◆ **About this task**
Write out exactly the lines of the material below, beginning at the top and ending at the line that contains "box: [458, 376, 497, 623]".

◆ **Exercise material**

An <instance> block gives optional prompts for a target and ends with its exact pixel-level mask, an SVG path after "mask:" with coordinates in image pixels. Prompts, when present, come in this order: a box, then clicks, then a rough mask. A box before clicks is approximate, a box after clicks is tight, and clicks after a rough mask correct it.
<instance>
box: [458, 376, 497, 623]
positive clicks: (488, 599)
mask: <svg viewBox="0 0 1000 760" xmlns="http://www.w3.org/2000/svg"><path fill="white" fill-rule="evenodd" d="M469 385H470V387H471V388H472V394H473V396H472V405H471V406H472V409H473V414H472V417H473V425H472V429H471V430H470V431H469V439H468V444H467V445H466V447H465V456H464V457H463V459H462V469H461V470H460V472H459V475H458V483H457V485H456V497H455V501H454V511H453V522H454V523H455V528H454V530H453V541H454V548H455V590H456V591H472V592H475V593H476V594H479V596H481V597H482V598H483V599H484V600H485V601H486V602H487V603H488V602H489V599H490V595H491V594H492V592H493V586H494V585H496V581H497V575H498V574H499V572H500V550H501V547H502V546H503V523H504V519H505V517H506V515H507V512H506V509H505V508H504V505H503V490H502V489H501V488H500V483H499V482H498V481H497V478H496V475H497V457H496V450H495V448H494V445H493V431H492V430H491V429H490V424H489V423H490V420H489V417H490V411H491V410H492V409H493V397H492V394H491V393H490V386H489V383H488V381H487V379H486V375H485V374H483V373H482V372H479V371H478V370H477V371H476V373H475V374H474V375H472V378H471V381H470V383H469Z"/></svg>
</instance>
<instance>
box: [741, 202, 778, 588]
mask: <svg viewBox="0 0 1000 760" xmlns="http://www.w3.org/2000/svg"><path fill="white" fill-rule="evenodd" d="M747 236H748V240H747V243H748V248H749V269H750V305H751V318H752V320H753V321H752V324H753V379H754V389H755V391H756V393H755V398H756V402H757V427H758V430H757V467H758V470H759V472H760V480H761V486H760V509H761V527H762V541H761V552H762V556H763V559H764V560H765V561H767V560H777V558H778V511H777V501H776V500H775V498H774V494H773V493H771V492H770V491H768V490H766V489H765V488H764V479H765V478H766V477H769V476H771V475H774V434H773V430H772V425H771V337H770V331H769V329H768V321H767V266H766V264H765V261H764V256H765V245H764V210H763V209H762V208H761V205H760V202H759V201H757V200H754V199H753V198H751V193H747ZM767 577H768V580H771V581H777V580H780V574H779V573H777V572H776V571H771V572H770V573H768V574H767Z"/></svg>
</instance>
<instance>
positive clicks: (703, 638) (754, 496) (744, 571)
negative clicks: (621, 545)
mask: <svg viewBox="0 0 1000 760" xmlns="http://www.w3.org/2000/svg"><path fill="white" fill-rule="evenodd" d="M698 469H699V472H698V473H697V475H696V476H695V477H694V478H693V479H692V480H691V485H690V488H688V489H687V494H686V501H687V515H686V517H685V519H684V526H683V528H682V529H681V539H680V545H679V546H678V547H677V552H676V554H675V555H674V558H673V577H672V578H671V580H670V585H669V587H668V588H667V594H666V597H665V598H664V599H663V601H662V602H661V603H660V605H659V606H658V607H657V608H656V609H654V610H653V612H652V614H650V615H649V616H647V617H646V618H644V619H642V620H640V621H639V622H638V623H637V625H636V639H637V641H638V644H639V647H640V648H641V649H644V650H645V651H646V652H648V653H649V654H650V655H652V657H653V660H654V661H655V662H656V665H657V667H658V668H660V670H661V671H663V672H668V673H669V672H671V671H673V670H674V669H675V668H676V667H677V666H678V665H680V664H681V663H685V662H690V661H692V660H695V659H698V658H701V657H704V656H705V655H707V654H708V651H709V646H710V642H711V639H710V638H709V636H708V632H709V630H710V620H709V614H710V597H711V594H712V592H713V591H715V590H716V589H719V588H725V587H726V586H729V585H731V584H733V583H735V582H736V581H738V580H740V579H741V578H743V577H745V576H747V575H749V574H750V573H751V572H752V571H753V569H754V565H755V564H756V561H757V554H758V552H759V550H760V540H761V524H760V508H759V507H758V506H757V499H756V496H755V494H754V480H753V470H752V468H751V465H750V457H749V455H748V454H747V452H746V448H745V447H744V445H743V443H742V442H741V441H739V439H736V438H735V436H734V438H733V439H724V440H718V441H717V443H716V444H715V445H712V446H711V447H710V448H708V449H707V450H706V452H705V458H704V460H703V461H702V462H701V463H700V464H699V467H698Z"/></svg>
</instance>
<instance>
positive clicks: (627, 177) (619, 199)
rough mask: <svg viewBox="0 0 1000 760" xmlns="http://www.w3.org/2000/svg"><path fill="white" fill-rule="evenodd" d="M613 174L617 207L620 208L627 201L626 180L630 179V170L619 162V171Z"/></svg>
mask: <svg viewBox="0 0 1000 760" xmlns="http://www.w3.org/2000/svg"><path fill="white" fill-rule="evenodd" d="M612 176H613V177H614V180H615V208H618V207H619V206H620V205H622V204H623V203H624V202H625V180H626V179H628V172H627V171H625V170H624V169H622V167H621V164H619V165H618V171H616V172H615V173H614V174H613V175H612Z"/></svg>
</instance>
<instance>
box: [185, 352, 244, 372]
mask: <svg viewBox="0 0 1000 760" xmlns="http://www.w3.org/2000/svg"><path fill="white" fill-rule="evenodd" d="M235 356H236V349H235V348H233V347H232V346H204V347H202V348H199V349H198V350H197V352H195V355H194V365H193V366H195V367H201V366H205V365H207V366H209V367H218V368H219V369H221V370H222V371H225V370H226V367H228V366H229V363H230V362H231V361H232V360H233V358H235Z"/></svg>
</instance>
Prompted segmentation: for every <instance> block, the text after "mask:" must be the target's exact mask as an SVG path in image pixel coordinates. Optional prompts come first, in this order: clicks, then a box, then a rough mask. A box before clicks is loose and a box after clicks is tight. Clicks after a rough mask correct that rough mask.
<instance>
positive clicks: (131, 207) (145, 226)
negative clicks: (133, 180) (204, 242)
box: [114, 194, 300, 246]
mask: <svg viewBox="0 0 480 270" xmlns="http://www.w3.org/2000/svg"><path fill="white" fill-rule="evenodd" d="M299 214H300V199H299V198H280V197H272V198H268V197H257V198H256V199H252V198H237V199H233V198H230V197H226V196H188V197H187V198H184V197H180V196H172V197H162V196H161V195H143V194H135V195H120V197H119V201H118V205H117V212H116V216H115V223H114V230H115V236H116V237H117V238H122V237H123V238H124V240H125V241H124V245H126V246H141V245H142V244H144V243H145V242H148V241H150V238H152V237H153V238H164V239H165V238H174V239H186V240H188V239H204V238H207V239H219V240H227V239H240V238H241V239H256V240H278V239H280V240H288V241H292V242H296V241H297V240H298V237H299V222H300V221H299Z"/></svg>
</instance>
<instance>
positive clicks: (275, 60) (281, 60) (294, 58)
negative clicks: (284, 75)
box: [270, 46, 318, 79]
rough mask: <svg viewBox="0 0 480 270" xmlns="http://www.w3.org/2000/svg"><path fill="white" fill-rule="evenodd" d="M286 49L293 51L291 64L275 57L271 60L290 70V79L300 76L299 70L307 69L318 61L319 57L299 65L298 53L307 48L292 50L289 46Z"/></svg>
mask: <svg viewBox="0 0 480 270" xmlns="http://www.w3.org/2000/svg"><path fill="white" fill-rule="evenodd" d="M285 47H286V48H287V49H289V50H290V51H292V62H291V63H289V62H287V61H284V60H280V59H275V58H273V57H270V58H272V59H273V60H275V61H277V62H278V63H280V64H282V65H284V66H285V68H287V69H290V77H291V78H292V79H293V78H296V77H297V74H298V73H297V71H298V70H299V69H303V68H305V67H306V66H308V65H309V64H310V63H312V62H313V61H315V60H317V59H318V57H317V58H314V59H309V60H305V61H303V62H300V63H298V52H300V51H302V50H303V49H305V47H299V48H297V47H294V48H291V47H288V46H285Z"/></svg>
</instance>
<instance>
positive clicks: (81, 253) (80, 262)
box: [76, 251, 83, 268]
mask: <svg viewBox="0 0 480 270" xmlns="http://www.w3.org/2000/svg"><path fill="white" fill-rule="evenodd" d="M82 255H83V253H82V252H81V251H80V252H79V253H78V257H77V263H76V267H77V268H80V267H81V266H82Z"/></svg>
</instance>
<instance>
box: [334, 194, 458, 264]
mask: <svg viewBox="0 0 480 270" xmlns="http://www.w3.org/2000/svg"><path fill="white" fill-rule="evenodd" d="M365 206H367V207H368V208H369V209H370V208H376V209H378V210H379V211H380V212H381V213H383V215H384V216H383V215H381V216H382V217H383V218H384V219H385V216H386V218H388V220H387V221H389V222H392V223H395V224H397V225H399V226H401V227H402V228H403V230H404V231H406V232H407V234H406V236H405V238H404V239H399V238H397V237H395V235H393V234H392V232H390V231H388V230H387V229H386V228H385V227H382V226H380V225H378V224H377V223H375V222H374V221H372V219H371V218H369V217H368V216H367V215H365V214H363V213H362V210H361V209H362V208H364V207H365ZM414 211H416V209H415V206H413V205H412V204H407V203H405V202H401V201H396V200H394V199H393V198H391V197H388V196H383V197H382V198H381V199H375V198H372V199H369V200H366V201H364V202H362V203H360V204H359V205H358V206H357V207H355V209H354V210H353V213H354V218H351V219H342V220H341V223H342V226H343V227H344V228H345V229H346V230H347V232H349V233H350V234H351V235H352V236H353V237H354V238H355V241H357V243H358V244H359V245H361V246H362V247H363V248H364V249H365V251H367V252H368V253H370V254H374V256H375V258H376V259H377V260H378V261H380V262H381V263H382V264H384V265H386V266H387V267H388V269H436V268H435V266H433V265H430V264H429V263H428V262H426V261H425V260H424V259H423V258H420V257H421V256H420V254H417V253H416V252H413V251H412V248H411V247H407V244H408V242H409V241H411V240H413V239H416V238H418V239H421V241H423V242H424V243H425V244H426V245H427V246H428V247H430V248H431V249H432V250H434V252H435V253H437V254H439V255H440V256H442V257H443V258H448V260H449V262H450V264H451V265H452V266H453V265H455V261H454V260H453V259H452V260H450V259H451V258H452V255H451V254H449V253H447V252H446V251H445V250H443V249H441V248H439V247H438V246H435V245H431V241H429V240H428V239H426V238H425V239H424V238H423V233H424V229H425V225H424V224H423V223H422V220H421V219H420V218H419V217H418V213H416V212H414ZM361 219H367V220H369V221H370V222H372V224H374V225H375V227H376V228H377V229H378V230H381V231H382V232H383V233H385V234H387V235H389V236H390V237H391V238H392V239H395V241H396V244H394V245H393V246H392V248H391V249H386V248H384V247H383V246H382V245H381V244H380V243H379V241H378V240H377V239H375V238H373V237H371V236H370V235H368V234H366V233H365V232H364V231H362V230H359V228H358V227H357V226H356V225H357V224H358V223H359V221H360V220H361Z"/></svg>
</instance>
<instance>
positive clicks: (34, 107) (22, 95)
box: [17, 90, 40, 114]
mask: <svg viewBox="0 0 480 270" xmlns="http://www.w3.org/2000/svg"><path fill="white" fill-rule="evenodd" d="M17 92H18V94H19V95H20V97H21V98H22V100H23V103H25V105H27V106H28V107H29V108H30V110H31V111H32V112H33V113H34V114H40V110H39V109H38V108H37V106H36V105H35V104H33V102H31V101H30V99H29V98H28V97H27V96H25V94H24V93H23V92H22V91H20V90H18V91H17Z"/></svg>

◆ **Finished exercise**
An <instance> block gives optional prompts for a target and ends with its exact pixel-level mask, an SVG path after "mask:" with coordinates in image pixels. Prompts, when present, come in this order: a box, then clicks, then a rough mask. A box before clicks is approximate, a box after clicks is tight, and clicks after a rough mask correct it.
<instance>
box: [458, 376, 497, 623]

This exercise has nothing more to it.